What you will do :: Copy the entries exactly. Leave nothing out and add nothing.

____ Material to process

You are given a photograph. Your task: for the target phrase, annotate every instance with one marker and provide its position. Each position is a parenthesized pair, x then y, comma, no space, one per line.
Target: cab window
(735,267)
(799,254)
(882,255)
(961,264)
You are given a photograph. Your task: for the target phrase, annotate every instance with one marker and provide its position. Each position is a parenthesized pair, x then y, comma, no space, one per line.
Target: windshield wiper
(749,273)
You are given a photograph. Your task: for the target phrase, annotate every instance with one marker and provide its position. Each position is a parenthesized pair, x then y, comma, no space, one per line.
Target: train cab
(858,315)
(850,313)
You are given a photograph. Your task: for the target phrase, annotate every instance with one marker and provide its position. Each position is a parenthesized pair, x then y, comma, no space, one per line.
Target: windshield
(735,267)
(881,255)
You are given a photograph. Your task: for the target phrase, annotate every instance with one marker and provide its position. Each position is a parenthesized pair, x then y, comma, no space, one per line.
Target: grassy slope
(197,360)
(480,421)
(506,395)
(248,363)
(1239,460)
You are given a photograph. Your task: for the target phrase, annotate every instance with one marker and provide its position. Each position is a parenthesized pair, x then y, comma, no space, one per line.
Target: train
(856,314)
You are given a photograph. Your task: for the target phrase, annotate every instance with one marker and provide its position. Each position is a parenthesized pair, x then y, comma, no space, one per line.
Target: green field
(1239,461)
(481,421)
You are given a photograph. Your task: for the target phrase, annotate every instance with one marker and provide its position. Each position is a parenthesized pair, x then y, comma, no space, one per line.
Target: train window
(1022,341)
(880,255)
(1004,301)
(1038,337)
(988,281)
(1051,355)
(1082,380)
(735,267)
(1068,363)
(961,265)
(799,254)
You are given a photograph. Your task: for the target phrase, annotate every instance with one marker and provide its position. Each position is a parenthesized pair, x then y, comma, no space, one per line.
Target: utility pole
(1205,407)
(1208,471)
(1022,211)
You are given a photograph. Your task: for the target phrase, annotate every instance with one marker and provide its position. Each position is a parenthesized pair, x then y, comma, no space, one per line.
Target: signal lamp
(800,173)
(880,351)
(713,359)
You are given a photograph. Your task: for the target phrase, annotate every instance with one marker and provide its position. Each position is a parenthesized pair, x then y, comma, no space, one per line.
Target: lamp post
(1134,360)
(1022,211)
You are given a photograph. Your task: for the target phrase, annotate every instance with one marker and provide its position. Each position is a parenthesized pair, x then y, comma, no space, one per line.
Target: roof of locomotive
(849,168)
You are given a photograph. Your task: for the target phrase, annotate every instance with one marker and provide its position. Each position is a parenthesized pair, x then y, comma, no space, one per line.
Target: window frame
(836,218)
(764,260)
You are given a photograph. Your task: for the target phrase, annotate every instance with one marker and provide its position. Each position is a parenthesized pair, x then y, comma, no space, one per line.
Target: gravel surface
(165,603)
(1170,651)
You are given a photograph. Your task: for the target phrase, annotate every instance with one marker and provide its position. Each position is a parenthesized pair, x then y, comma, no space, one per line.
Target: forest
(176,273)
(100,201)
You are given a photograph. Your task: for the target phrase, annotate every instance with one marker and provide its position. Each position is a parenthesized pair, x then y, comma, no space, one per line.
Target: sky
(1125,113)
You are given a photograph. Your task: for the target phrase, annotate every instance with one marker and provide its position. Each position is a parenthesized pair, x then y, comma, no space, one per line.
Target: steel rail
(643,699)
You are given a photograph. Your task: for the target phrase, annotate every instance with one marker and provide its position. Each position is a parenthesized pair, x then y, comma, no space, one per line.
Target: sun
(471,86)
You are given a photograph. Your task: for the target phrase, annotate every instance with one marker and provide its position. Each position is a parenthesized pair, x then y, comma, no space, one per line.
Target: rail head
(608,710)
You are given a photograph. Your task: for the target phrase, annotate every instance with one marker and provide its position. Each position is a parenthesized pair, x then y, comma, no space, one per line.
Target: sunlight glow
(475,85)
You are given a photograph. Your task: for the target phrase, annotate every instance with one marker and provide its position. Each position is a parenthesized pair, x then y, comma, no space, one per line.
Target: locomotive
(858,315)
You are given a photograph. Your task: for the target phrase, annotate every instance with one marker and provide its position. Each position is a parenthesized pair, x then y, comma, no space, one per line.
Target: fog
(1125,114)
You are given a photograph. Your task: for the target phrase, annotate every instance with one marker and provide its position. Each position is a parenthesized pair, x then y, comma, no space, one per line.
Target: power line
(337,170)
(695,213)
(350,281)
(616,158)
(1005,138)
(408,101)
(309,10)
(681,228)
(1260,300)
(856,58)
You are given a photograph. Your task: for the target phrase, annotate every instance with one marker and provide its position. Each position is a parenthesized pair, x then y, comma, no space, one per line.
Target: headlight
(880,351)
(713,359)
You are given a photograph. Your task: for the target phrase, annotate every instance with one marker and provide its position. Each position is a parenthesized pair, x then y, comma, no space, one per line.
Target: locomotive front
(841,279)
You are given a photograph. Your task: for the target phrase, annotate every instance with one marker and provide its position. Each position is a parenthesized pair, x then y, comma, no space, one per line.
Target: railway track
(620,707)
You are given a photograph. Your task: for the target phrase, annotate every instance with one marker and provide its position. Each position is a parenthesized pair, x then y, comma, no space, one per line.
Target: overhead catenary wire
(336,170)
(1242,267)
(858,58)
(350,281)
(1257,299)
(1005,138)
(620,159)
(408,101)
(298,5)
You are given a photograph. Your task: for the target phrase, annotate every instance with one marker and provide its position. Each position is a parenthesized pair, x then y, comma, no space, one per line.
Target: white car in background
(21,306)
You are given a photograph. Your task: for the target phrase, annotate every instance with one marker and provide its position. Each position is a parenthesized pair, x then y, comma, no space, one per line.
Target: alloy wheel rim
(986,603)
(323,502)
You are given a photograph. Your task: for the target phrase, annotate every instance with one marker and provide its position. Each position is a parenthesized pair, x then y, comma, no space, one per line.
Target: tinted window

________

Reply ::
You are given a photograph. Your task: for the target phrase, annotate every instance with one marker and provide its position. Each position is a parenthesized pair, x then y, comma, no space, one per line.
Target: cab window
(735,267)
(799,254)
(882,255)
(961,264)
You are given a photograph. Your task: for the target phrase, annotate every instance with one marker and provide its position. Each position is a parenthesized pair, x then y, comma, no space, one per line.
Target: windshield wiper
(749,273)
You are given a photograph. Your task: for the target phrase, annotate every instance with one marker and provide its position. Each position is a parenthesized pair, x then y, comma, no space, one per line.
Target: train cab
(858,315)
(850,313)
You are given a photograph. Your task: for the target phrase, annotate every instance with one marker and provide its position. Each position is a parenthesized pair, x then y, comma, no space, one per line.
Target: windshield
(735,267)
(881,255)
You are given a photograph. Your task: for the target phrase, annotate every instance with one marker and provide its position. Each position is a parenthesized pair, x then y, comma, no space, one per line.
Target: grassy slope
(197,360)
(480,421)
(506,395)
(248,363)
(1239,460)
You are given a photograph. Your task: for the target phrase, annotate every instance with one marker and provide its position. Each position is a parenthesized pair, x then y, comma, no space, one per line.
Target: train
(856,314)
You are given a photograph. Your task: for the target phrase, annotate every instance with one marker and provide its position. Each position is a parenthesized pair, x then y, comma, no space, one per line.
Target: green field
(1239,461)
(481,421)
You are given a photograph. Your task: for the target phrase, annotate every instance with one marker and provide its position. Each position is a parenthesized pair, x then y, comma, no space, one per line.
Target: train window
(1022,341)
(880,255)
(1004,301)
(1038,337)
(988,281)
(1051,355)
(1082,380)
(735,267)
(1068,363)
(961,265)
(799,254)
You are given a photograph. Your task: for the target phrase, annotate every instance with one marker and provide its position. Each position is a parenthesized pair, x then y, comma, no space, one per line.
Target: utility pole
(1205,407)
(1208,471)
(1022,211)
You are given a photograph. Your task: for the target phrase, annotate every instance with one marker and provide its position. Each position is a parenthesized pair, x then y, comma, no space, one per line.
Target: signal lamp
(800,173)
(880,351)
(713,359)
You are given a photograph. Your task: for the target phrase, annotate every instance with one marker and provide its position. Each position is a parenthesized pair, x then y, comma, no space, one per line.
Target: lamp post
(1134,360)
(1022,211)
You are given a photograph. Your task: for the target phrase, annotate every instance with one marker and provide its position. Each position is a parenthesized pair, x then y, comma, no space, one per line.
Target: roof of locomotive
(849,168)
You are given a photograph. Your task: for the target phrase, annotate every instance with one marker and provide its position. Each position is a parenthesized pair, x then y, comma, no space, one per line.
Target: window frame
(836,218)
(764,260)
You are given a photograph. Your task: for the target phrase, annotate every instance with one marker and provide its position. Each position is a parenthesized pair, x then y, comma, no space, one per line.
Target: gravel surface
(165,603)
(1170,651)
You are given a photograph. Your task: for the target phrase, annotate every instance with one marker and provide its position. Each position is a parenthesized pair, x then y, comma, no space, one per line.
Target: forest
(176,273)
(100,201)
You are given a photograph. Your task: for the target phrase, annotate every instance with one marker and provide its position. Each position is a parenthesized pair, x then y, comma, no space, one per line.
Target: sky
(1125,113)
You are given a photograph. Your task: for the target phrase, annotate every instance with one marker and provide its position. Each position is a parenthesized pair, x then y, comma, no space, one per line.
Target: steel rail
(643,699)
You are given a photograph. Your task: for the target phrase, annotate every instance with one marker and provide its position. Each position is a parenthesized pair, x then y, comma, no space, one per line.
Target: sun
(471,86)
You are given a photograph. Your task: for the target phrase, annotate every instance with one marker and provide its position. Each position is a parenthesized pair, x then y, comma, no space, one per line.
Target: rail head
(608,710)
You are given a photograph. Your task: for the target phrase, annotate every instance with one marker and provide its position. Each position is a parenthesized pair, x then y, comma, no space, one per line.
Target: sunlight glow
(475,85)
You are given a photograph. Your task: for the target phrase, annotate every instance with one marker and provide its position. Each position is a parenthesized pair, x then y, comma, no space, one per line.
Target: locomotive
(858,315)
You are given a photograph. Your task: for the target phrase, annotate every instance with one marker and provide its position. Each position is a parenthesized pair, x then y, comma, no space, one per line.
Target: fog
(1125,114)
You are given a photograph. Your task: for the target phrase, annotate every instance with one marker and provide its position. Each position is a parenthesized pair, x then y, comma, no space, one per line.
Target: power line
(337,170)
(695,213)
(350,281)
(616,158)
(1005,138)
(408,101)
(309,10)
(681,228)
(1260,300)
(856,58)
You are given a photograph. Your task: for the target phrase, annotate every instance with one marker and provide its position. Each position is a parenthesized pair, x then y, comma, no space, one per line.
Target: headlight
(880,351)
(713,359)
You are given a photograph. Your task: for the target phrase, annotate every instance with one marker and provide its position. Each position is a parenthesized pair, x then y, comma, no space, one per line.
Target: locomotive front
(841,279)
You are given a photograph. Your task: for the target phrase, annotate every instance with one marker and provide its position. Each position is a parenthesized pair, x then y, comma, no space, one per line.
Target: railway track
(620,707)
You are given a photograph. Your task: for the target phrase, annotate every instance with one marker and provide its position. Each position is a parenthesized pair, x then y, comma, no space, one per line.
Target: overhead catenary wire
(336,170)
(1242,267)
(858,58)
(350,281)
(1257,299)
(1005,138)
(620,159)
(408,101)
(298,5)
You are given a photograph. Your task: for the target phrase, annotate every instance with one marker and provide its position. Each position is a parenthesized pair, x then y, comma, no space, one per line.
Target: white car in background
(21,306)
You are given a photograph. Your task: for the target phrase, annotate every instance with one marker and provide its position. Each position is a parenthesized pair, x then y, comma, no space, one per line.
Target: alloy wheel rim
(986,603)
(323,502)
You are given a photograph. Your task: for the target phrase, annotate every instance with one marker and provide its position. Each position is a parenthesized pair, x then y, comma, no space, one per line.
Target: tinted window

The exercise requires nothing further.